*** Opening of SOURCE TEXT ***

We always know the position of our hands and fingers, even without looking at them or with our eyes closed. This ability is known as proprioception: the subconscious sense that allows us to perceive the position and movement of our body in space, often described as our “sixth sense”, to which receptors in muscles and tendons make a fundamental contribution.
A new study, published in the Journal of the Royal Society Interface, now demonstrates the important role played by the stretching of the skin across joints during active voluntary movement in our perception of limb position. Previous studies had investigated this phenomenon under non-physiological conditions, such as anaesthesia or passive stimulation. Researchers from the Centro Piaggio and the Department of Information Engineering at the University of Pisa, the Italian Institute of Technology (IIT) and the University of Rome Tor Vergata have now addressed the issue under conditions much closer to real voluntary movement. To do so, the team developed TWIST (Tactile Wearable Interface for Skin sTretch), a non-invasive wearable device that amplifies the natural stretching of the skin around the proximal interphalangeal (PIP) joint, the middle joint of the index finger.
During the experiment, participants were asked to reproduce with one hand the position they believed the other hand was in, first without the device and then while wearing it.
“Increasing skin stretch caused participants to behave as though their finger was more flexed than it actually was,” explains Eleonora Fontana, engineer at the University of Pisa and one of the study’s authors. “As a result, they compensated for this altered perception by keeping the finger slightly more extended. This provides direct evidence that the nervous system actively incorporates skin deformation when estimating body posture.”
A further methodological detail strengthens the findings: no significant difference was observed between the bare-hand condition and the condition in which the device was worn but switched off. The effect therefore results from the amplified skin stretch rather than from simply wearing the device.
“The main implications of our research concern wearable technologies, which are at the heart of the PERCEIVING project funded by the Italian Science Fund (FIS),” continues Matteo Bianchi, Professor of Engineering at the University of Pisa. “Similar approaches could one day support rehabilitation after stroke, provide more intuitive sensory feedback for users of robotic prostheses, or make interaction in virtual reality and teleoperation more natural, where conveying information about limb posture is just as important as conveying touch or force.”
Among the group’s future developments is a wearable prototype covering multiple joints, enabling researchers to investigate how distributed patterns of skin deformation contribute to the perception of the hand’s overall configuration.
“For several years we have been studying how our skin — in particular the receptors responsible for our sense of touch — contributes to the control of body movement,” says Alessandro Moscatelli, Associate Professor of Physiology at the Department of Systems Medicine of the University of Rome Tor Vergata. “Every time we open and close our fingers to grasp an object, the skin stretches and deforms in a characteristic way. Our brain uses this information to control fine hand movements. By exploiting this principle, we can deform the skin to create perceptual illusions of movement. Just as a magnifying glass makes objects appear larger than they really are, the TWIST device tricks our proprioception, making finger movements appear greater than they are.”
“Understanding the physical and neural principles that govern proprioception is not only a scientific objective,” concludes Professor Antonio Bicchi of the University of Pisa. “It is also an enabling condition for the next generation of machines capable of perceiving and controlling their own bodies in the world. From wearable devices to humanoid robots, any system that aspires to move and interact with the efficiency of the biological body requires engineering solutions grounded in this knowledge.”

*** Close of SOURCE TEXT ***
*** Opening of DATA UNDER STUDY ***

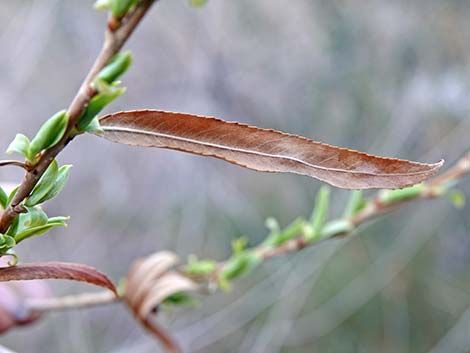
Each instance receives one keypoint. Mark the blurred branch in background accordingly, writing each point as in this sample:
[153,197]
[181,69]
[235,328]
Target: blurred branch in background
[208,274]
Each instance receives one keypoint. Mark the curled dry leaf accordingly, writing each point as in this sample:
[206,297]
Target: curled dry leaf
[56,270]
[149,282]
[262,150]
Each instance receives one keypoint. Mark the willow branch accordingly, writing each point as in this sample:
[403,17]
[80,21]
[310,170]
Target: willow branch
[83,300]
[14,163]
[115,37]
[373,208]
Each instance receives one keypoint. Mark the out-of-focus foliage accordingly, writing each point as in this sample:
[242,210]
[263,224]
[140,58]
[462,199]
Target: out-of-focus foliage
[390,78]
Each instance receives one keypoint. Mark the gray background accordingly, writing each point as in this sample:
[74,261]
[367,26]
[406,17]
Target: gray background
[386,77]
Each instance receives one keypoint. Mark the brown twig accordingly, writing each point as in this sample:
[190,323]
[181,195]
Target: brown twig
[83,300]
[373,208]
[14,163]
[114,39]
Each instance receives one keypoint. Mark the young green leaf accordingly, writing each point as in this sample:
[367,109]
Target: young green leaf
[196,267]
[49,133]
[3,198]
[239,265]
[457,198]
[34,217]
[336,227]
[6,243]
[61,180]
[291,231]
[97,104]
[355,203]
[102,4]
[44,186]
[12,194]
[320,213]
[262,150]
[20,145]
[391,196]
[38,230]
[120,7]
[197,3]
[117,67]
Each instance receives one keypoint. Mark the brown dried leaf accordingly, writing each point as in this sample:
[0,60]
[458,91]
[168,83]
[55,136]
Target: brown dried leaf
[56,270]
[262,150]
[149,282]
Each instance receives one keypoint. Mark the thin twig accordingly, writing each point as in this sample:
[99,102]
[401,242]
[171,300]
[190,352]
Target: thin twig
[373,208]
[82,300]
[14,163]
[114,39]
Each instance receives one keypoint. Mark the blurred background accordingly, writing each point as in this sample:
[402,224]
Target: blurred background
[387,77]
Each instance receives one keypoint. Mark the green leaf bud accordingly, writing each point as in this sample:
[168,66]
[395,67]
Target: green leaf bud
[3,198]
[388,197]
[20,145]
[50,133]
[44,186]
[320,213]
[97,103]
[116,67]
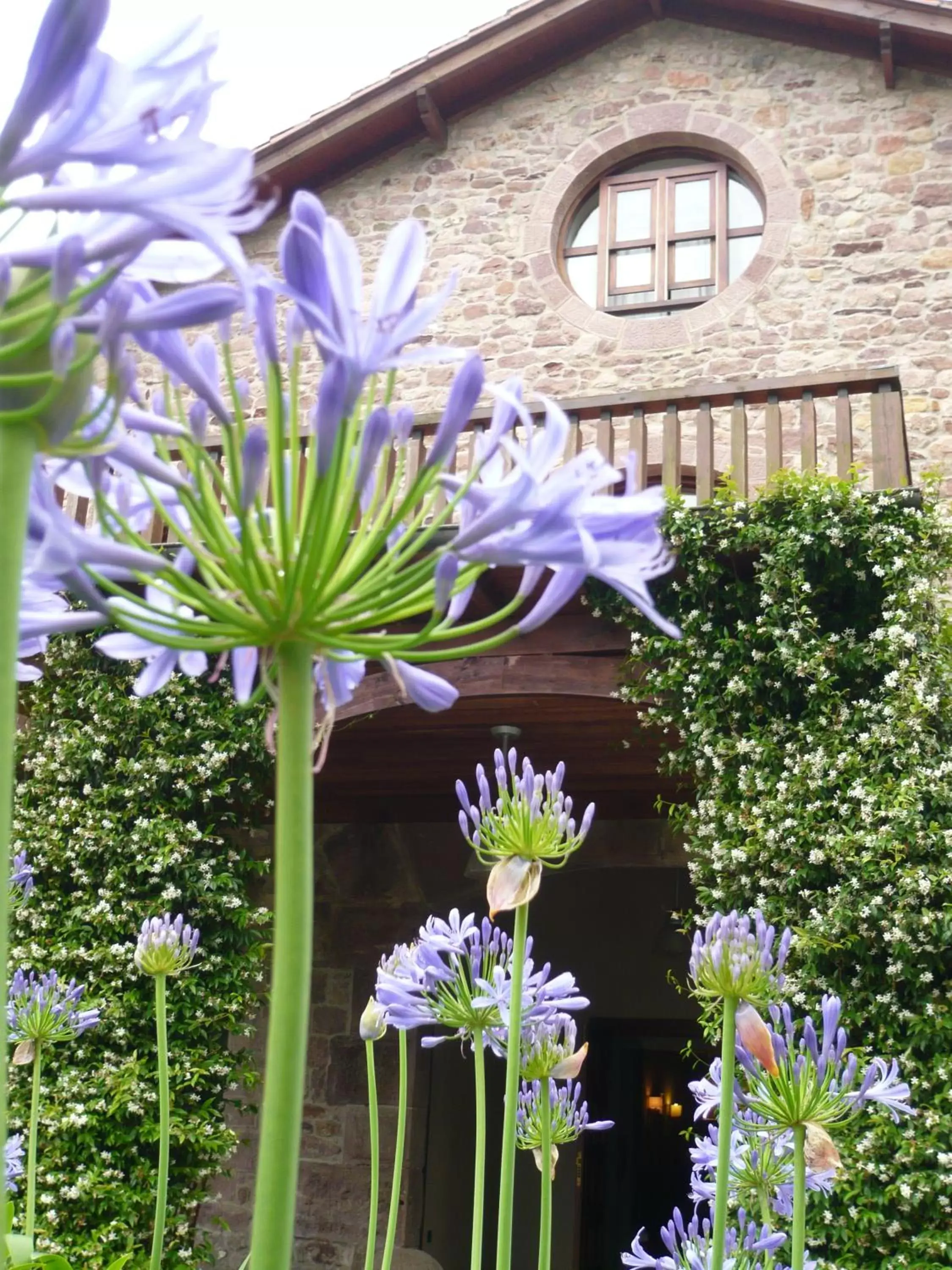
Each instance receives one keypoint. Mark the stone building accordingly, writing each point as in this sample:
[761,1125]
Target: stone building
[719,232]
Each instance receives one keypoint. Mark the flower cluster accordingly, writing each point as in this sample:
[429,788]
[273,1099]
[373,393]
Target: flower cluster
[44,1010]
[688,1246]
[530,823]
[21,878]
[568,1115]
[734,957]
[457,976]
[817,1077]
[165,945]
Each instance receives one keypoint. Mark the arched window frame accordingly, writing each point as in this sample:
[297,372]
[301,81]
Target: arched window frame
[662,239]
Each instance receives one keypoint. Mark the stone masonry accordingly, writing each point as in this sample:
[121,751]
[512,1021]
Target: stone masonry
[858,237]
[858,273]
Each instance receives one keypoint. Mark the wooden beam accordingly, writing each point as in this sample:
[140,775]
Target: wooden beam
[432,120]
[889,68]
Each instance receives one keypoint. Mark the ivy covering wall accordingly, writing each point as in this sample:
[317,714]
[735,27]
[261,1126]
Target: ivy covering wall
[125,808]
[810,708]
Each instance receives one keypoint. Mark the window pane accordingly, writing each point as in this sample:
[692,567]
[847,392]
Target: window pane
[633,267]
[692,206]
[693,260]
[587,232]
[633,215]
[740,253]
[583,275]
[743,209]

*** Close of DATA UNDER STUDY ***

REQUIRED WORK
**A.** In the proprioception article, what does the name of the TWIST device stand for?
**B.** Change "switched off" to "turned off" in the passage of the proprioception article between "A further methodological" and "wearing the device.", inclusive, and write out the resulting passage.
The records come from a separate source, not from the proprioception article.

RESPONSES TO THE EXERCISE
**A.** Tactile Wearable Interface for Skin sTretch

**B.**
A further methodological detail strengthens the findings: no significant difference was observed between the bare-hand condition and the condition in which the device was worn but turned off. The effect therefore results from the amplified skin stretch rather than from simply wearing the device.